Exercise materials »
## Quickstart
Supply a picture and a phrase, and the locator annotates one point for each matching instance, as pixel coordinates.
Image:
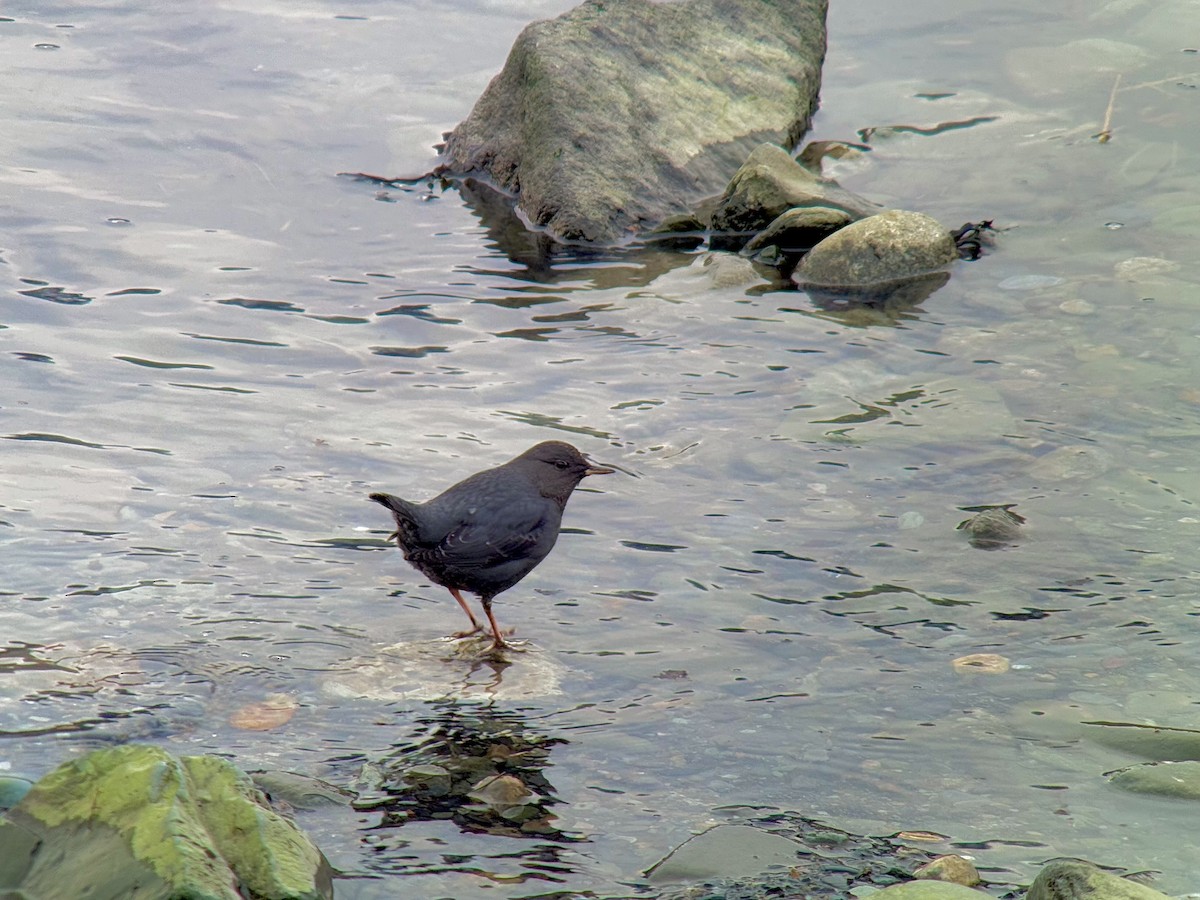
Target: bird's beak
(593, 469)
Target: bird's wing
(485, 535)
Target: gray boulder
(769, 184)
(619, 113)
(888, 247)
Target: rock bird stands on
(490, 531)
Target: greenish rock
(952, 868)
(136, 821)
(619, 113)
(1168, 779)
(1078, 880)
(798, 229)
(888, 247)
(771, 184)
(12, 790)
(929, 891)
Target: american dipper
(490, 531)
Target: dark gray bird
(490, 531)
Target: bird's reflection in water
(473, 765)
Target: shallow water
(213, 348)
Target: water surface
(213, 348)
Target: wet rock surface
(1079, 880)
(887, 247)
(615, 115)
(136, 821)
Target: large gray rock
(887, 247)
(619, 113)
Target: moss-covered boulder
(136, 821)
(1079, 880)
(619, 113)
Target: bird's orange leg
(497, 639)
(474, 622)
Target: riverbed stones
(1165, 779)
(891, 246)
(1078, 880)
(619, 113)
(768, 185)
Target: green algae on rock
(135, 819)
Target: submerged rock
(619, 113)
(1167, 779)
(136, 821)
(993, 527)
(445, 667)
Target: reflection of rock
(480, 767)
(432, 670)
(616, 114)
(889, 299)
(135, 821)
(886, 247)
(1167, 779)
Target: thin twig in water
(1105, 133)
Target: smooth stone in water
(1077, 880)
(1168, 779)
(768, 185)
(887, 247)
(725, 852)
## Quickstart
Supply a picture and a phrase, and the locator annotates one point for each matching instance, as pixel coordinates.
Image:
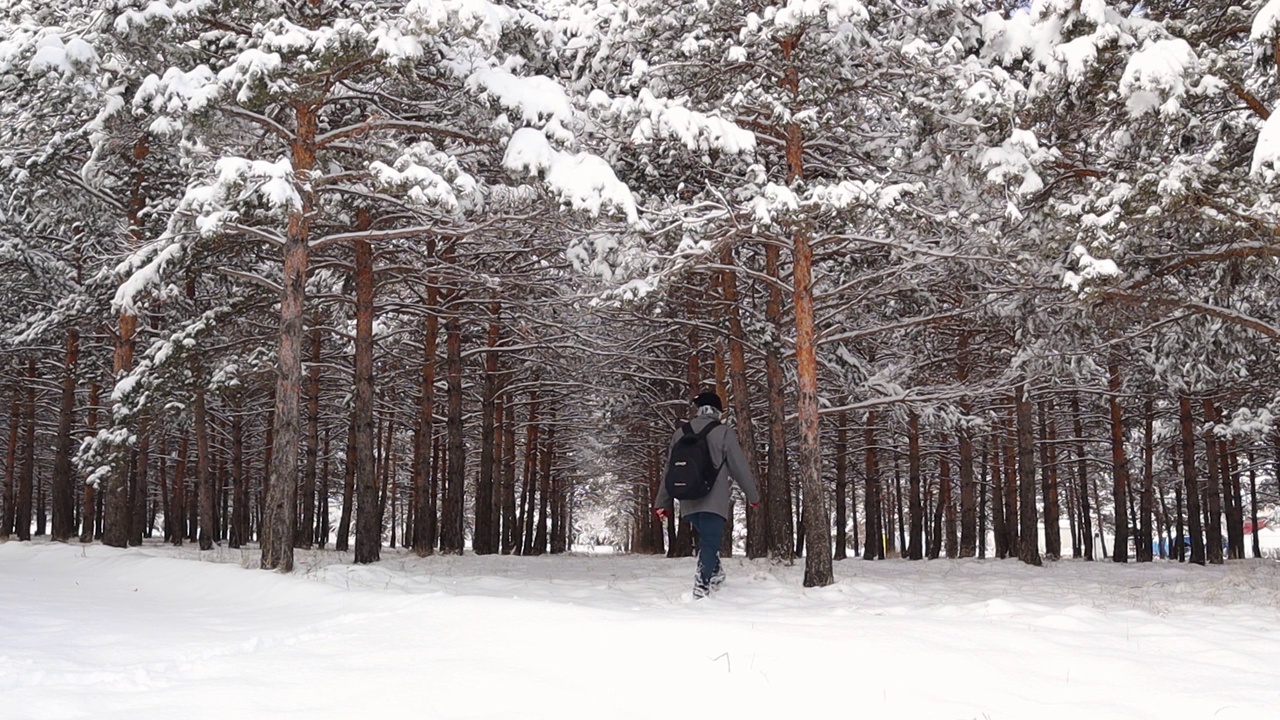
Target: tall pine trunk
(279, 516)
(307, 515)
(757, 518)
(1147, 499)
(27, 468)
(451, 518)
(1082, 477)
(1119, 463)
(1028, 545)
(426, 523)
(915, 537)
(873, 496)
(485, 541)
(1191, 483)
(777, 486)
(1212, 490)
(369, 516)
(64, 474)
(204, 478)
(88, 514)
(841, 486)
(1048, 482)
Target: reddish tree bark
(64, 474)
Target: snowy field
(160, 632)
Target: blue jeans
(709, 528)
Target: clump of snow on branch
(796, 13)
(656, 117)
(1016, 158)
(1247, 423)
(160, 13)
(428, 177)
(480, 19)
(1266, 22)
(1155, 72)
(1266, 153)
(581, 181)
(862, 192)
(1089, 269)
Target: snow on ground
(96, 632)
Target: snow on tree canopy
(1266, 22)
(160, 12)
(796, 13)
(667, 118)
(480, 19)
(429, 178)
(55, 55)
(1266, 153)
(1015, 158)
(1159, 69)
(583, 181)
(1091, 269)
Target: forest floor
(104, 633)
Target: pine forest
(444, 274)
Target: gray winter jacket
(727, 454)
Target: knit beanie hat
(708, 397)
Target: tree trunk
(348, 488)
(451, 520)
(1119, 461)
(1253, 506)
(510, 525)
(1147, 500)
(949, 507)
(177, 504)
(240, 482)
(426, 524)
(115, 496)
(369, 515)
(64, 474)
(10, 469)
(544, 490)
(1234, 501)
(1082, 477)
(321, 531)
(841, 483)
(1028, 536)
(757, 518)
(306, 524)
(777, 500)
(529, 479)
(485, 541)
(279, 516)
(27, 469)
(90, 497)
(204, 479)
(999, 518)
(1212, 490)
(1009, 451)
(983, 483)
(1048, 479)
(915, 538)
(1189, 481)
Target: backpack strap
(688, 428)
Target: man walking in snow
(708, 514)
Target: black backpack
(690, 473)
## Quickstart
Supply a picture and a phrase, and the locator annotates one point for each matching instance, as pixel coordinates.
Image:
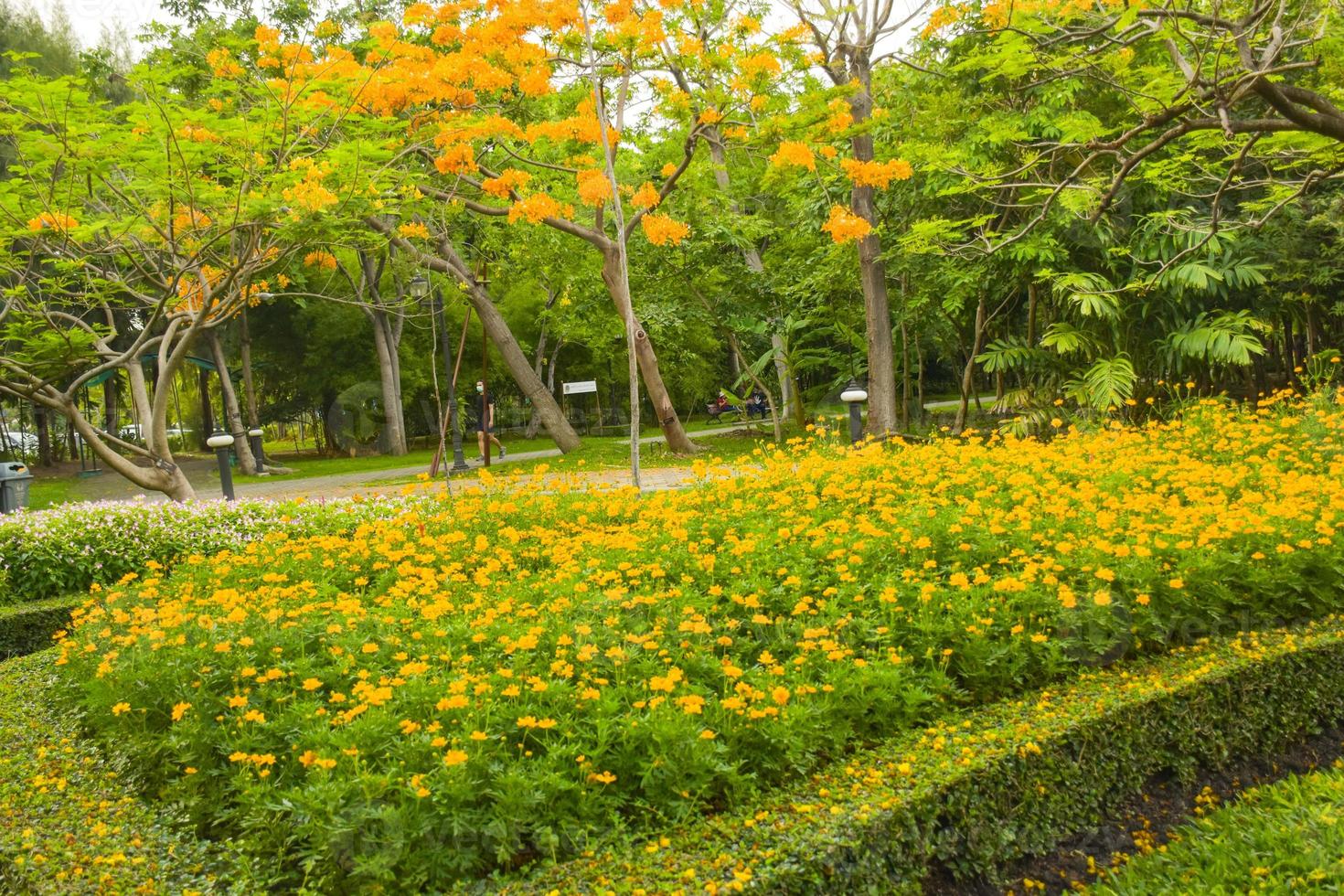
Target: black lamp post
(254, 443)
(222, 443)
(855, 395)
(420, 291)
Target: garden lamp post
(855, 395)
(420, 291)
(254, 441)
(222, 443)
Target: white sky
(89, 17)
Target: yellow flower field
(483, 681)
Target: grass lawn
(50, 491)
(614, 454)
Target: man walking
(485, 420)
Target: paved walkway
(374, 481)
(202, 475)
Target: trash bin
(14, 486)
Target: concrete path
(346, 484)
(202, 475)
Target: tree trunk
(246, 463)
(165, 477)
(920, 377)
(109, 404)
(672, 430)
(394, 343)
(760, 384)
(538, 363)
(968, 374)
(394, 434)
(905, 375)
(249, 392)
(208, 409)
(872, 274)
(543, 403)
(43, 426)
(1031, 315)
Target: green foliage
(74, 547)
(1281, 837)
(989, 786)
(70, 821)
(657, 641)
(30, 626)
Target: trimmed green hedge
(69, 824)
(1283, 837)
(995, 784)
(969, 795)
(28, 627)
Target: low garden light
(254, 443)
(855, 395)
(222, 443)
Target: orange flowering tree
(134, 232)
(846, 48)
(525, 114)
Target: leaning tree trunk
(43, 426)
(872, 274)
(208, 410)
(109, 404)
(672, 430)
(788, 386)
(968, 374)
(249, 391)
(165, 477)
(496, 328)
(233, 415)
(394, 432)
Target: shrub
(1284, 837)
(66, 549)
(989, 786)
(69, 824)
(517, 675)
(28, 627)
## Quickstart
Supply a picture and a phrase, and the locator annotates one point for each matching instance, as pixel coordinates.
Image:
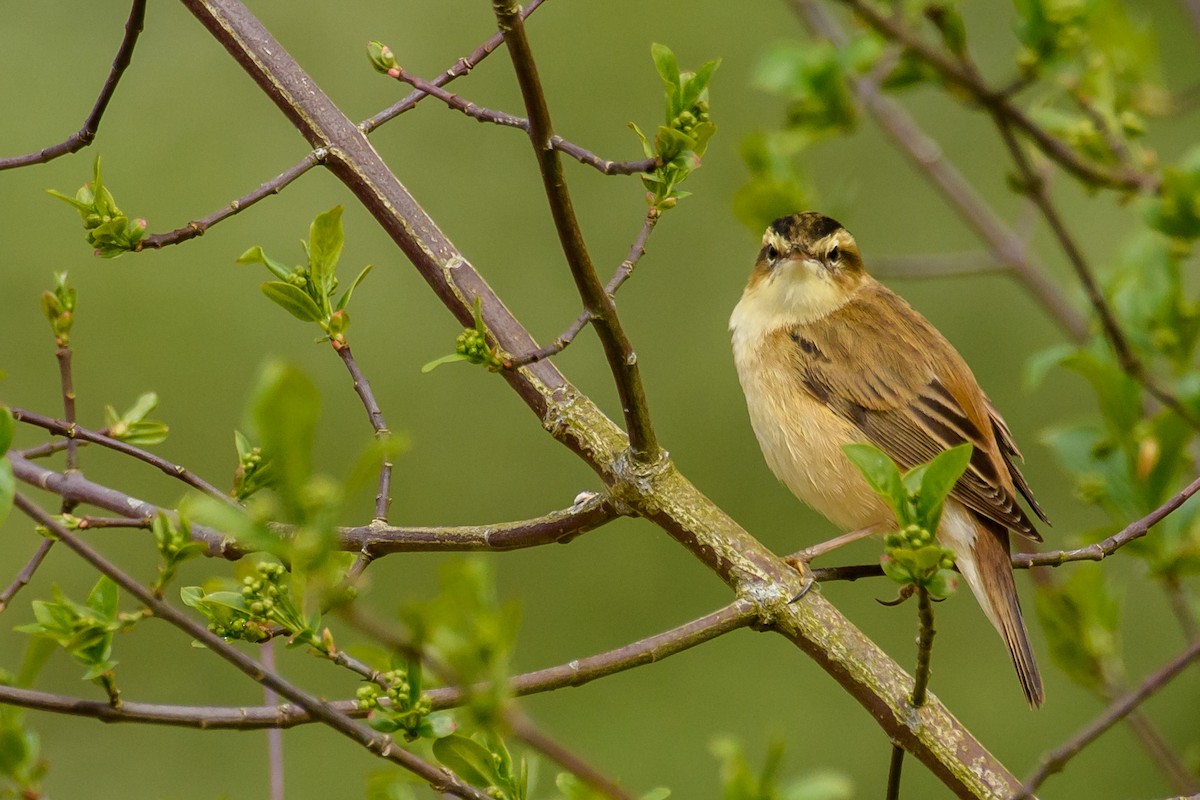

Problem requirements » Please set down all of the records above verbatim, leaving out the pictures.

Complete output »
## Quickstart
Supply a picture and a phrase, and the locator annotates one point for each matching instance, as pixel coordinates.
Image:
Target: bird's beak
(593, 469)
Target: bird's wing
(485, 535)
Target: gray boulder
(769, 184)
(619, 113)
(888, 247)
Target: rock bird stands on
(490, 531)
Target: greenish rock
(952, 868)
(136, 821)
(619, 113)
(1168, 779)
(1078, 880)
(798, 229)
(888, 247)
(771, 184)
(12, 790)
(929, 891)
Target: american dipper
(490, 531)
Target: dark gray bird
(490, 531)
Target: bird's reflection in water
(473, 765)
Target: shallow water
(213, 348)
Target: water surface
(213, 348)
Target: wet rock surface
(1079, 880)
(887, 247)
(615, 115)
(136, 821)
Target: large gray rock
(887, 247)
(619, 113)
Target: moss-covered boulder
(136, 821)
(1079, 880)
(619, 113)
Target: bird's orange leg
(497, 639)
(474, 622)
Target: riverbed stones
(1165, 779)
(891, 246)
(1078, 880)
(619, 113)
(768, 185)
Target: green algae on rock
(135, 819)
Target: submerged rock
(619, 113)
(1167, 779)
(136, 821)
(993, 527)
(445, 667)
Target: reflection of rock
(480, 767)
(432, 670)
(616, 114)
(889, 299)
(135, 821)
(886, 247)
(1167, 779)
Target: thin twig in water
(1105, 133)
Target: smooth stone in water
(1077, 880)
(1168, 779)
(768, 185)
(887, 247)
(725, 852)
## Quickstart
Supply a picture and a phrase, and the locator annotates one point for each matching instance, as pixel coordinates.
Image:
Target: tall pine trunk
(279, 516)
(307, 515)
(757, 518)
(1147, 499)
(27, 468)
(451, 518)
(1082, 477)
(1119, 463)
(1028, 545)
(426, 523)
(915, 537)
(873, 496)
(485, 541)
(1191, 483)
(777, 486)
(1212, 490)
(369, 516)
(64, 474)
(204, 478)
(88, 514)
(841, 486)
(1048, 482)
Target: reddish tree bark
(64, 474)
Target: snowy field
(160, 632)
Target: blue jeans
(709, 528)
Target: clump of snow on branch
(796, 13)
(656, 117)
(1016, 158)
(1247, 423)
(160, 13)
(428, 177)
(480, 19)
(1266, 22)
(1155, 72)
(1266, 153)
(581, 181)
(862, 192)
(1089, 269)
Target: snow on ground
(96, 632)
Target: snow on tree canopy
(1266, 22)
(160, 12)
(796, 13)
(667, 118)
(480, 19)
(429, 178)
(55, 55)
(1266, 153)
(1015, 158)
(1159, 69)
(583, 181)
(1091, 269)
Target: forest floor
(104, 633)
Target: pine forest
(444, 274)
Target: gray winter jacket
(727, 454)
Target: knit beanie hat
(708, 397)
Target: tree trunk
(348, 488)
(451, 520)
(1119, 461)
(1253, 506)
(510, 525)
(1147, 500)
(949, 507)
(177, 504)
(240, 482)
(426, 524)
(115, 496)
(369, 515)
(64, 474)
(10, 469)
(544, 490)
(1234, 501)
(1082, 477)
(321, 531)
(841, 483)
(1028, 536)
(757, 518)
(306, 524)
(777, 500)
(529, 479)
(485, 541)
(279, 516)
(27, 469)
(90, 497)
(204, 479)
(999, 518)
(1212, 490)
(1009, 451)
(983, 483)
(1048, 479)
(915, 538)
(1189, 481)
Target: backpack strap
(688, 428)
Target: man walking in snow
(708, 514)
Target: black backpack
(690, 473)
## Quickstart
Supply a picture and a phrase, and the locator annotates one point for each matching instance, as pixel coordinates.
Image:
Target: black lamp post
(254, 443)
(222, 443)
(855, 395)
(420, 291)
Target: garden lamp post
(855, 395)
(420, 291)
(254, 441)
(222, 443)
Target: white sky
(89, 17)
Target: yellow flower field
(483, 681)
Target: grass lawn
(50, 491)
(614, 454)
Target: man walking
(485, 420)
Target: paved walkway
(374, 481)
(202, 475)
Target: trash bin
(14, 486)
Target: concrete path
(346, 484)
(202, 475)
Target: tree trunk
(246, 463)
(165, 477)
(920, 377)
(109, 404)
(672, 430)
(394, 343)
(760, 384)
(538, 363)
(968, 374)
(394, 434)
(905, 375)
(249, 392)
(208, 409)
(872, 274)
(543, 403)
(43, 426)
(1031, 315)
Target: green foliage
(74, 547)
(1281, 837)
(989, 786)
(70, 821)
(657, 641)
(30, 626)
Target: trimmed green hedge
(69, 824)
(1283, 837)
(995, 784)
(969, 795)
(28, 627)
Target: low garden light
(254, 443)
(855, 395)
(222, 443)
Target: orange flowering tree
(134, 232)
(846, 48)
(525, 114)
Target: leaning tree trunk
(43, 426)
(872, 274)
(208, 410)
(109, 404)
(672, 430)
(788, 386)
(968, 374)
(249, 391)
(165, 477)
(496, 328)
(233, 415)
(394, 432)
Target: shrub
(1284, 837)
(66, 549)
(989, 786)
(69, 824)
(517, 675)
(28, 627)
## Quickstart
Supply a picture and a phrase, and the locator annotates one point for each matching instance, as pixel coordinates.
Image:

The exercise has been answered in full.